» EXTRACTED MATERIAL:
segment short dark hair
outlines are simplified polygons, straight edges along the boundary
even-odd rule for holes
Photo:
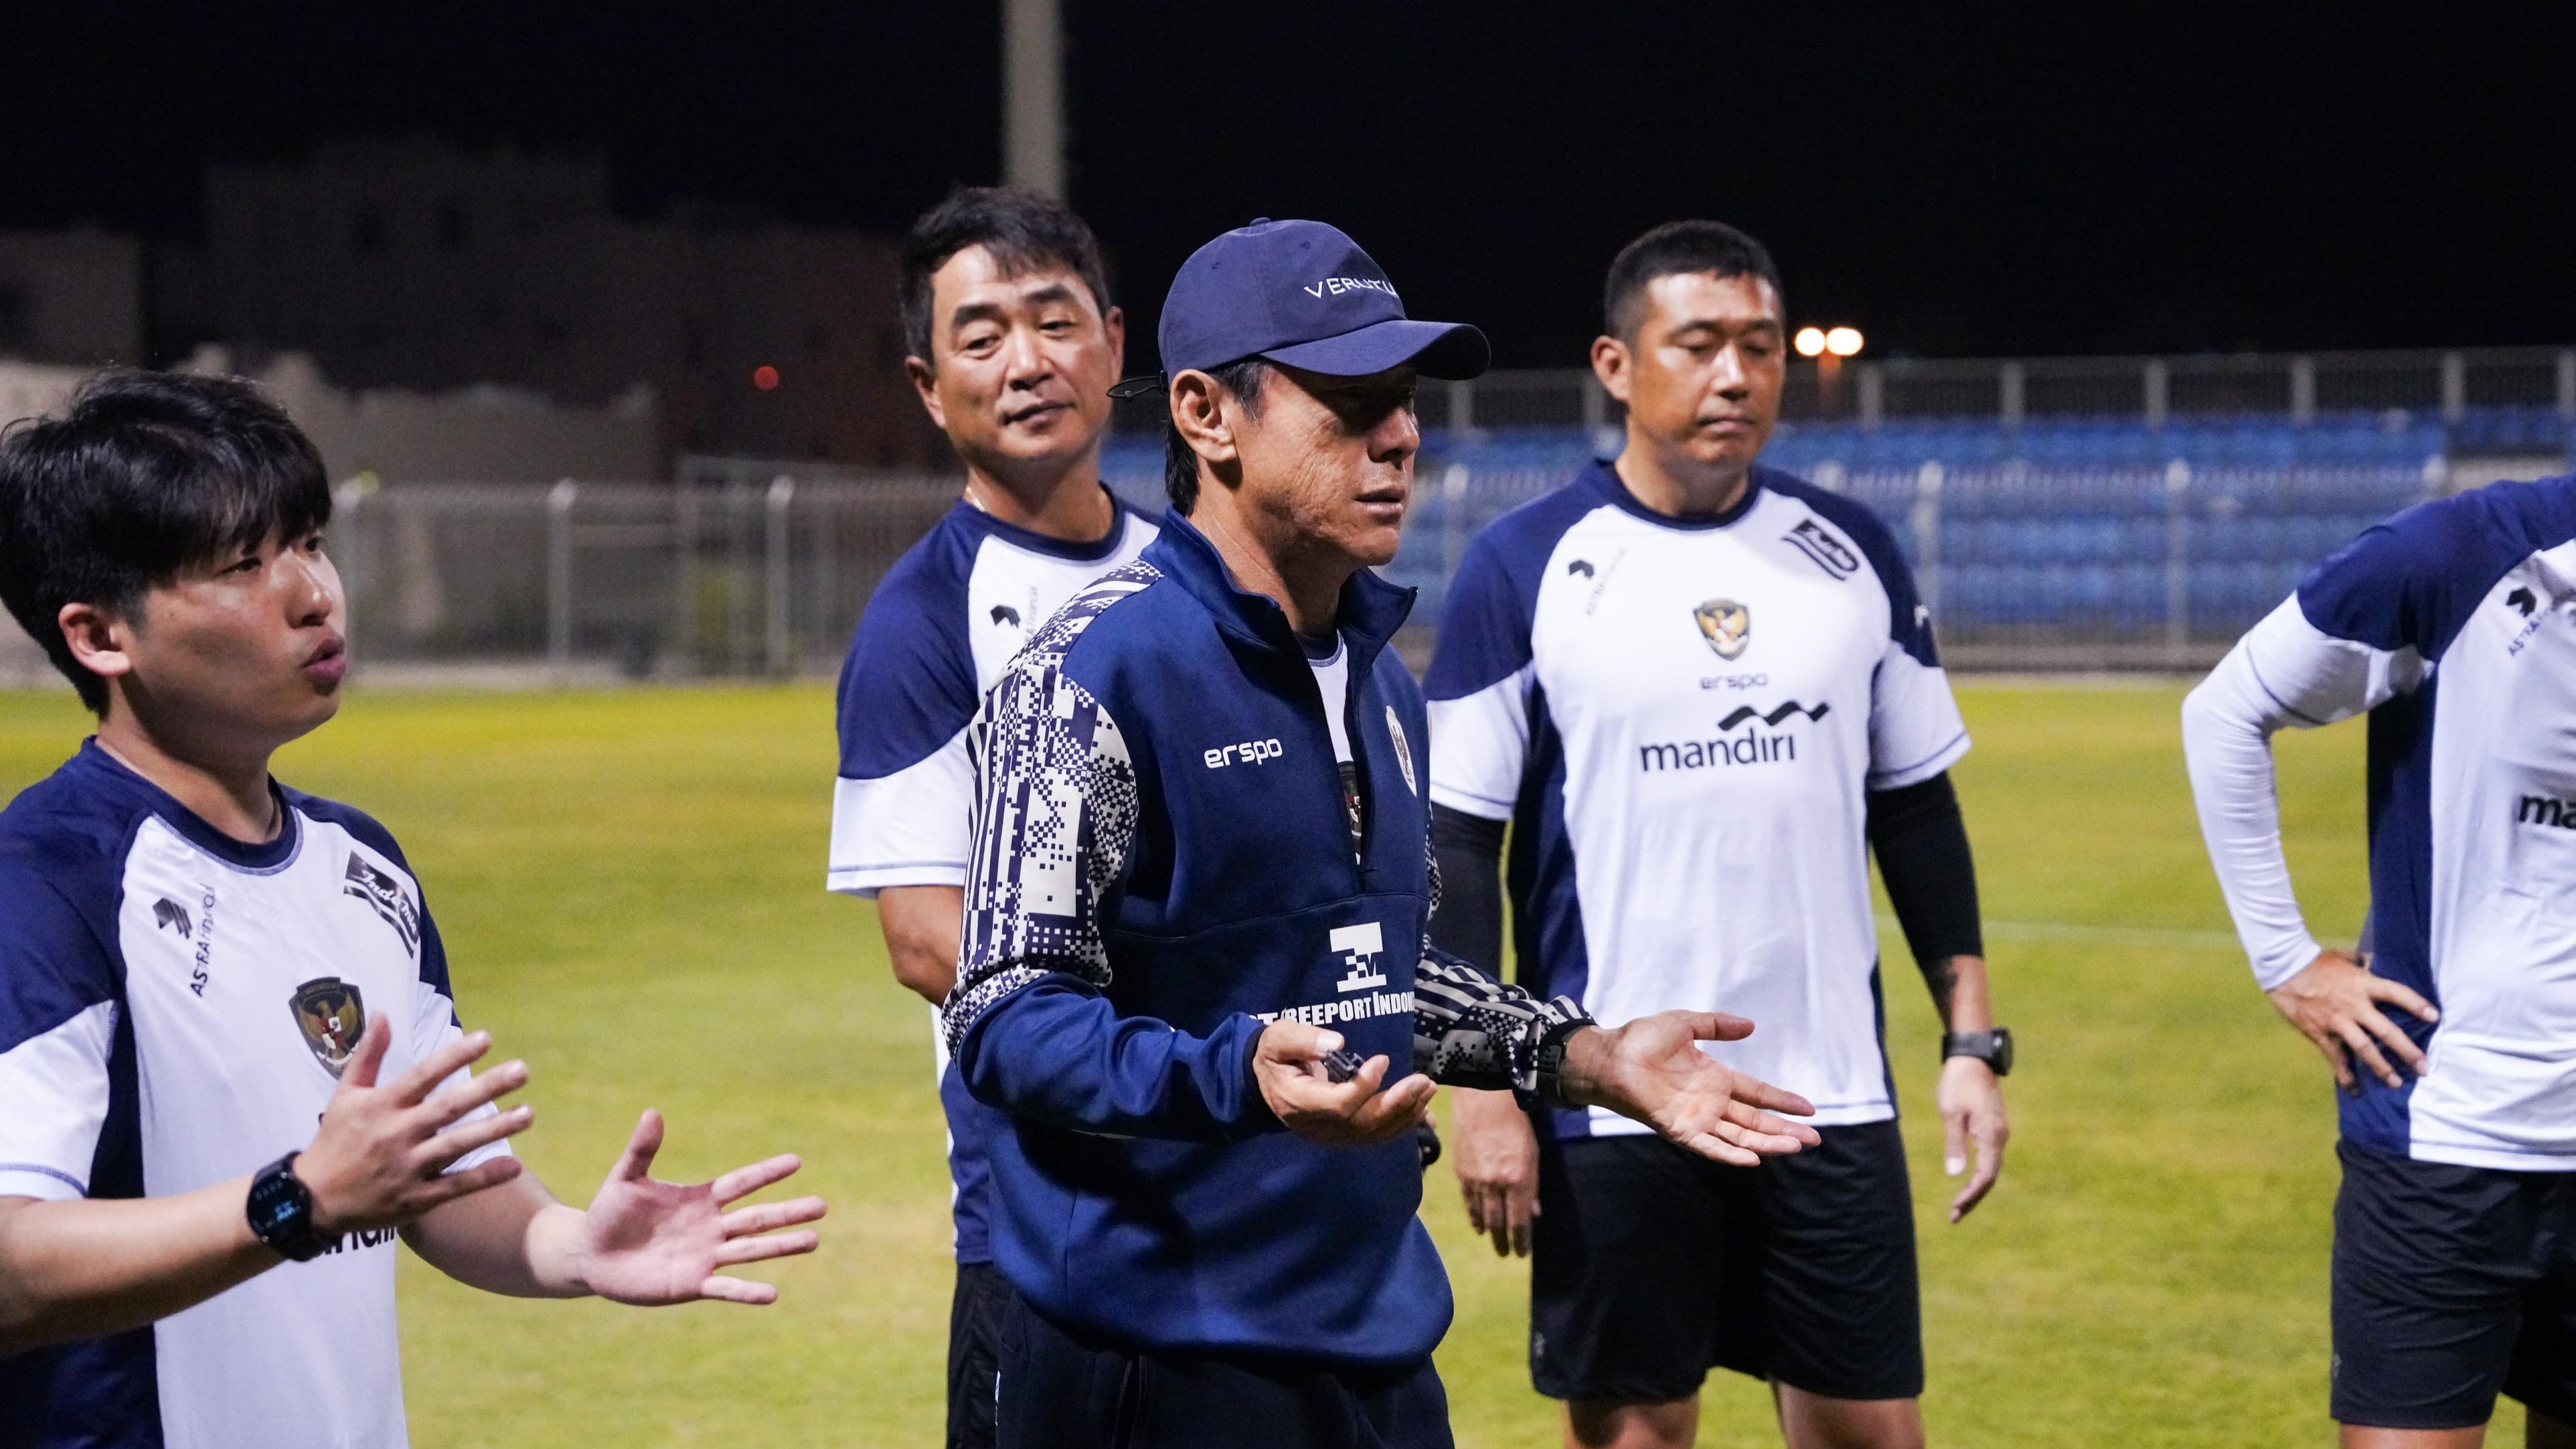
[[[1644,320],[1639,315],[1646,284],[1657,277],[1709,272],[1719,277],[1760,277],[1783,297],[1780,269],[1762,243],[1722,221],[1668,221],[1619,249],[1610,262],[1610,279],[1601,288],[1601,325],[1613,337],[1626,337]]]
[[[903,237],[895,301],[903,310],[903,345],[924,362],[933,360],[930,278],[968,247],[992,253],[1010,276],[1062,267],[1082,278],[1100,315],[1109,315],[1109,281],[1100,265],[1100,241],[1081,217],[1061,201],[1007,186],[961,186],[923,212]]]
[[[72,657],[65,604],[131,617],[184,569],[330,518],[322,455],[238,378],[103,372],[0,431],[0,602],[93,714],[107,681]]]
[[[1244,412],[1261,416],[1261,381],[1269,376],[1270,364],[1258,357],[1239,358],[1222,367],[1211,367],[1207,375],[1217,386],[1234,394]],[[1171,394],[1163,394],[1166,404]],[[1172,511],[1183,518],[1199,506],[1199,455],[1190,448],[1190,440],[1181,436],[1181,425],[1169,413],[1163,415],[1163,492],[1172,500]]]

==

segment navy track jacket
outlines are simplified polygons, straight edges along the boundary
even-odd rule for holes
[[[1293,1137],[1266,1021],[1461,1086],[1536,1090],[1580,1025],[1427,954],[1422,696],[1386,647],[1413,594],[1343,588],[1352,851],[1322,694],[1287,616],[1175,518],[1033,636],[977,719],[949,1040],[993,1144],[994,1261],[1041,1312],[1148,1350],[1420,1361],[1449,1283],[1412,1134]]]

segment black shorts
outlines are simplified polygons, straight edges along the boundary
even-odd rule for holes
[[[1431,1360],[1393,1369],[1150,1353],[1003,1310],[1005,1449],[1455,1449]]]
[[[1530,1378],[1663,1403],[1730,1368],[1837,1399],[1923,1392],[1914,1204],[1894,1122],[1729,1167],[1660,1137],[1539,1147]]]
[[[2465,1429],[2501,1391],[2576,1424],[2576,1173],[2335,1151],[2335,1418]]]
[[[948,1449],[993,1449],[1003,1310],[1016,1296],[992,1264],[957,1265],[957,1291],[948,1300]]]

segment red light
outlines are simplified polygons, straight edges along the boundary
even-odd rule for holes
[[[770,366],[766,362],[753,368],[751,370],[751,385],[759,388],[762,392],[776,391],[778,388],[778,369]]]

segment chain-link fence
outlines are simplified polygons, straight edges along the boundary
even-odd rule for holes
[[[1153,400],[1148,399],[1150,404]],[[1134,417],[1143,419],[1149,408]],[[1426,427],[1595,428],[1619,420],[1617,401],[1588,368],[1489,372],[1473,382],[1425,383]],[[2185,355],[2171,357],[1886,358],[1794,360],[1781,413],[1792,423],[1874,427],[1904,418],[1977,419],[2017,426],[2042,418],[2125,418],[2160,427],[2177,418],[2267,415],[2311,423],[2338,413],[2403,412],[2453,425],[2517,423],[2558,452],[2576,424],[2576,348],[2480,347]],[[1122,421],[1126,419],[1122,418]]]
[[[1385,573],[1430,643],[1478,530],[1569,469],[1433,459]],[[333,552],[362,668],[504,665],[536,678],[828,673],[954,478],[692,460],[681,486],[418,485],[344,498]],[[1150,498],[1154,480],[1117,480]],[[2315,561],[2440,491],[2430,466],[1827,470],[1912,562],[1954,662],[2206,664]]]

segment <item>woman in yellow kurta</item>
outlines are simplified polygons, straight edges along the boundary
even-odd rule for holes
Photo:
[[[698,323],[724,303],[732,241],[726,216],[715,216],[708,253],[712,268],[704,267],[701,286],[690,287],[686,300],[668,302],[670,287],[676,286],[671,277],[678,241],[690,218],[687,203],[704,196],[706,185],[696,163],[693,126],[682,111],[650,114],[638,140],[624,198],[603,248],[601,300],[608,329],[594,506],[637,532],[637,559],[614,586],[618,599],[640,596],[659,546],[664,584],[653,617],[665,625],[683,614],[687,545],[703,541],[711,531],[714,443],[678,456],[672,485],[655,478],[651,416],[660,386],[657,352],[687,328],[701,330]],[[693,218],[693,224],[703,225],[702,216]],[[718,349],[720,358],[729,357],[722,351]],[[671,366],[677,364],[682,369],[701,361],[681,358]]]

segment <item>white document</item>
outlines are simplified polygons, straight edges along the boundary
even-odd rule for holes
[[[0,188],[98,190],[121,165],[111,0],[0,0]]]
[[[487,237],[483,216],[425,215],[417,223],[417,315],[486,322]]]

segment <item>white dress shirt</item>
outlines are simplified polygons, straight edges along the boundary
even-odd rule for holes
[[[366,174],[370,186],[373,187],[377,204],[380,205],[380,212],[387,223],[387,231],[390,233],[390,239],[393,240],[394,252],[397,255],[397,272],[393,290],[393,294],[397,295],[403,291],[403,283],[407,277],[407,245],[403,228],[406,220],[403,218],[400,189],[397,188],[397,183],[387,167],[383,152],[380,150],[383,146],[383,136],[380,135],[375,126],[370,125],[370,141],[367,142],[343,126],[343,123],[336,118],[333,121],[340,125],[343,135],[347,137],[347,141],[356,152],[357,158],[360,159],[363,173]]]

...

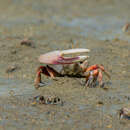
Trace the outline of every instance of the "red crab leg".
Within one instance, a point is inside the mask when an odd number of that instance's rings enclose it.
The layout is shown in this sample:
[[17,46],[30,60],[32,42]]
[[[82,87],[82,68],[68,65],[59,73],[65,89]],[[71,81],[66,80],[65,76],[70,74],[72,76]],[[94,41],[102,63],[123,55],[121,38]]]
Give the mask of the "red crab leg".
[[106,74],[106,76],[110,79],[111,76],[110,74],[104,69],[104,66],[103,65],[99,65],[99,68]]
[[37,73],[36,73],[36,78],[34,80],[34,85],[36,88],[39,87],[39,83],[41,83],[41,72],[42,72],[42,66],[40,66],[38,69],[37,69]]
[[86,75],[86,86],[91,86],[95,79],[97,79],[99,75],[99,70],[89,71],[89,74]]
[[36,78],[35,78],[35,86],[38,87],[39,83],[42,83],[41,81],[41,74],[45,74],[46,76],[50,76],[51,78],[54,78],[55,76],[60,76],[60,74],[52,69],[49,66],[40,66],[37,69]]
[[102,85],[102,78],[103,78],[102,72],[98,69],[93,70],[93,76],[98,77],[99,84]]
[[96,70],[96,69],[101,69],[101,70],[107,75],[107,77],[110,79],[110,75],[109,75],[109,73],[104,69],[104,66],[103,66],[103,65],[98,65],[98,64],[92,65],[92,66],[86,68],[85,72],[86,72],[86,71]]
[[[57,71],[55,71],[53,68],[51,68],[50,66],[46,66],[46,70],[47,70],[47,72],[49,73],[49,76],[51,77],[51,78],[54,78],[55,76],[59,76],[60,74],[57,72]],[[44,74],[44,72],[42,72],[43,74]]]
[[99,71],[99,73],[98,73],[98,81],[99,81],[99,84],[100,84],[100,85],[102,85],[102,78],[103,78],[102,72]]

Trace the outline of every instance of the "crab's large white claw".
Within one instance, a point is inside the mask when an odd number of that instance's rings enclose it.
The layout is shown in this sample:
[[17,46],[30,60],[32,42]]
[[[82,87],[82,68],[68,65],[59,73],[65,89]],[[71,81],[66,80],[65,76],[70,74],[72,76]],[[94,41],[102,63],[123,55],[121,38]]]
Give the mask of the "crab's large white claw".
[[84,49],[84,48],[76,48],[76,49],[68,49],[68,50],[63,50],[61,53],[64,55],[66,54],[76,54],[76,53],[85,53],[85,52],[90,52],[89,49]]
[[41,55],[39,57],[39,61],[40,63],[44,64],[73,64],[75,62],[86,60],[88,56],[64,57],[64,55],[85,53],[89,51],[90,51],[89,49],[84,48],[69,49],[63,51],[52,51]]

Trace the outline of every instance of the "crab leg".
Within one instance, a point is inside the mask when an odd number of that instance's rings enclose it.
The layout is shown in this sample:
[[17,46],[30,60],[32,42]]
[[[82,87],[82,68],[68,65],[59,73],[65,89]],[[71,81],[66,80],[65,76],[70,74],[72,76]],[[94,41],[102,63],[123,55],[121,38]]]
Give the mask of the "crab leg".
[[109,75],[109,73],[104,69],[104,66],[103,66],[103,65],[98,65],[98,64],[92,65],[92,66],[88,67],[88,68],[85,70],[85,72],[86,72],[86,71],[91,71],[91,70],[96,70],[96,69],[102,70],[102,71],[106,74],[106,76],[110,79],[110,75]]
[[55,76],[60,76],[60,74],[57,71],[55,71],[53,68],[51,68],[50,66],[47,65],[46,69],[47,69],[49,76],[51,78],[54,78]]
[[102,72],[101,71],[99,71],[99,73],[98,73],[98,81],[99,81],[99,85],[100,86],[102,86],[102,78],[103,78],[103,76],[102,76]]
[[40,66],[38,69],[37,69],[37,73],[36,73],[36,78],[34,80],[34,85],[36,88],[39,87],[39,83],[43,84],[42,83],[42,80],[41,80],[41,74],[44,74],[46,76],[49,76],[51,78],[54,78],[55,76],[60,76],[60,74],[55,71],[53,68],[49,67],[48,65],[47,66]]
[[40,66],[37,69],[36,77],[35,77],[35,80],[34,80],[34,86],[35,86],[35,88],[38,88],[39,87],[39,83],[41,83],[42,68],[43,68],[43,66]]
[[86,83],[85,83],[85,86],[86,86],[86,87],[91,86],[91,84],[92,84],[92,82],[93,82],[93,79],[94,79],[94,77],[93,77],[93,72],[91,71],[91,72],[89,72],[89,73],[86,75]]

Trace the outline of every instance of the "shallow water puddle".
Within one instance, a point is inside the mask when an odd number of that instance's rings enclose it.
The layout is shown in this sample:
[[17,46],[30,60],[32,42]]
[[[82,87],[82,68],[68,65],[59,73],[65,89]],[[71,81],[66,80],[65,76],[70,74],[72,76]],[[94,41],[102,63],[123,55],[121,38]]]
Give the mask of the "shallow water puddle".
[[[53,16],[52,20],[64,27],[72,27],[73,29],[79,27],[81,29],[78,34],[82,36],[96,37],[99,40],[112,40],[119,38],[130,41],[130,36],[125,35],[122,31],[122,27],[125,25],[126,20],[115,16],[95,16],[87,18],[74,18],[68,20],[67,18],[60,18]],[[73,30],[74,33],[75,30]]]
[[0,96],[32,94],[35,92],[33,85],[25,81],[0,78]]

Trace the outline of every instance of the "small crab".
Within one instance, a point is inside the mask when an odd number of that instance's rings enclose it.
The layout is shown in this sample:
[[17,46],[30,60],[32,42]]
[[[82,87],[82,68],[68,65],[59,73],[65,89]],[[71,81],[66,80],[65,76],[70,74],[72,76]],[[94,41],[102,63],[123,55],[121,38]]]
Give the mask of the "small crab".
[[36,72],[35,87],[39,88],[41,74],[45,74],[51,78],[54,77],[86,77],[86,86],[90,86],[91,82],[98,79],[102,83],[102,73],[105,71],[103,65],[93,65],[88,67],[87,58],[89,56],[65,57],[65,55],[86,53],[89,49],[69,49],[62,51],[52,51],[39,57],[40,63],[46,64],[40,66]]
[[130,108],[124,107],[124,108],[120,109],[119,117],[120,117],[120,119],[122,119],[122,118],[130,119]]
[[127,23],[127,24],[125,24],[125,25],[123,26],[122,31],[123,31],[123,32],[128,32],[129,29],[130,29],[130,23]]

» WHAT YOU WILL DO:
The answer must consist of each line from the data that includes the string "Trace".

» WRITTEN ANSWER:
Trace the outline of every instance of the "red crab leg".
Trace the outline of every instance of the "crab's large white claw".
Trace the outline of every instance of the "crab leg".
Trace the outline of every instance of the "shallow water puddle".
Trace the outline of every instance of the "small crab".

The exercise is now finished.